━━━ Recorded information
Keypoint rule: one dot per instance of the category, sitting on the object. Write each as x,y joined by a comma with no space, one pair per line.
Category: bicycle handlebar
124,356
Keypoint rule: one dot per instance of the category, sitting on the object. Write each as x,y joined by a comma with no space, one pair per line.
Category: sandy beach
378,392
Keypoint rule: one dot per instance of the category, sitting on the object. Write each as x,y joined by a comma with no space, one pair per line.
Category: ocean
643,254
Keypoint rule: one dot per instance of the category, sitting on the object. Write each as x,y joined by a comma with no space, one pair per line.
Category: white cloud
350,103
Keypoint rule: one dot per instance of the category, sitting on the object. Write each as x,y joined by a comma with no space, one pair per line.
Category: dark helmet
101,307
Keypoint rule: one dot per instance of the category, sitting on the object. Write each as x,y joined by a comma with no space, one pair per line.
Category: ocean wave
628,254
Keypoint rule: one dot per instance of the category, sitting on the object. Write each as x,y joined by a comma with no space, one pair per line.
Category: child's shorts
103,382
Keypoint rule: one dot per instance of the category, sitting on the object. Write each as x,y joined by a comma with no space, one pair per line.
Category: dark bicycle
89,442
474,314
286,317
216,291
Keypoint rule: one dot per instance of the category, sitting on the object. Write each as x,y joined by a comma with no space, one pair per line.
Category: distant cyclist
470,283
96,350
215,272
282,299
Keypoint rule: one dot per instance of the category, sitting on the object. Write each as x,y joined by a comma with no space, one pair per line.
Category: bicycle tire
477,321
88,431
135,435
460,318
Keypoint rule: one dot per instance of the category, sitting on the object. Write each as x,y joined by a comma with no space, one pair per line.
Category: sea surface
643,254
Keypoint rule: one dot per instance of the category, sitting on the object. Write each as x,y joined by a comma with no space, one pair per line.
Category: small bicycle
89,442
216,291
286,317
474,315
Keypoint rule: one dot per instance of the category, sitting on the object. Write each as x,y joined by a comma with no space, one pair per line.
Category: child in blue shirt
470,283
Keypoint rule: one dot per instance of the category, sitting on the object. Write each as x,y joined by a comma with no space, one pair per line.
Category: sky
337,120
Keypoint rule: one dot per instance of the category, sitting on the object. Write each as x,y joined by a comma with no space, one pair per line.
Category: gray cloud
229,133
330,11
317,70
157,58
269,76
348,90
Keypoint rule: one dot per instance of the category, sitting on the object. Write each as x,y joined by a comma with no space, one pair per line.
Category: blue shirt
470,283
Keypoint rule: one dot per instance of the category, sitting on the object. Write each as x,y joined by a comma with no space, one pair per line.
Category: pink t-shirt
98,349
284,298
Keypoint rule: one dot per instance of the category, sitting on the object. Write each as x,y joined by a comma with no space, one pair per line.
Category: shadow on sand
━━━━━━
_Aim_
Output the listing above without altering a single character.

_Solved problem_
Keypoint rule: one dot per instance of the category, sitting on the object. Write each as x,y joined by a comma with no space, one pair per line.
Category: bicycle handlebar
124,356
Keypoint rule: one dot per instance of the category, sitting on the object. Write each as x,y joined by a comma with no space, one pair per line.
Category: sandy beach
378,392
Keypoint rule: one dot per instance of the category, sitting on the object. Write each as x,y joined by a comma with no space, one pair per line.
Category: ocean
643,254
Keypoint rule: one dot per instance of the category, sitting on the object. Write each as x,y joined by a comma with no space, one pair per line.
Category: white cloud
350,103
Keypoint rule: one dot per instance of the category, sitting on the object. Write each as x,y joined by a comma with no space, one pair per line.
Category: dark helmet
101,307
Keypoint rule: one dot per instance of the category, sitting on the object. Write each as x,y joined by a comma with no space, one pair per line.
Category: ocean wave
628,254
Keypoint rule: one dot per instance of the category, sitting on the object. Write each as x,y joined by a comma with no space, one pair per line.
Category: child's shorts
103,382
Keypoint rule: one dot per instance of the category, sitting on the object. Write each as x,y joined by a comma with no space, one pair per line.
Category: dark bicycle
89,442
474,314
286,317
216,291
Keypoint rule: one dot per instance of the category, sitting on the object. Write each as x,y joined by a comma with no space, one pair per line.
Category: distant cyclist
470,283
96,350
215,272
282,299
Keypoint rule: one dot per instance of the category, sitting on the object. Write each as x,y joined by a comma with no space, one pair per line.
Category: bicycle tire
477,321
88,431
135,435
460,318
Keypoint rule: one dot per instance of the category, sitting on the object. Write each as x,y joined by a comma with no space, one pair per line.
Category: sea surface
643,254
Keypoint rule: one dot per instance of the category, sitting on the object. Write each as x,y joined by a comma with no space, one pair per line.
Category: small bicycle
89,442
216,291
286,317
474,315
Keypoint rule: one dot per instance of the category, sitting on the object. Write each as x,y joined by a comma with no space, one pair per line.
Category: child in blue shirt
470,283
Keypoint rule: one dot per instance of the category, sitting on the object. Write each as x,y joined by a comma with no space, one pair per line.
Category: sky
337,120
Keypoint rule: one dot per instance of the category, sitting on the object. Write each as x,y joined by a comma with no space, one pair per line.
Category: gray cloud
229,133
330,11
317,70
157,58
269,76
348,90
Keypoint rule: one dot per instance of the category, sitting on the object. Write each as x,y joined by a comma with no space, one pair per line.
Category: blue shirt
470,283
Keypoint rule: one dot per instance of the category, sitting on the object. Write each as x,y joined by a comma with no space, one pair per line.
Category: pink t-shirt
98,349
284,298
Keypoint rule: one dot per instance of the category, sitting on the object. Write each as x,y joined by a comma with no space, one pair per line.
Category: shadow on sand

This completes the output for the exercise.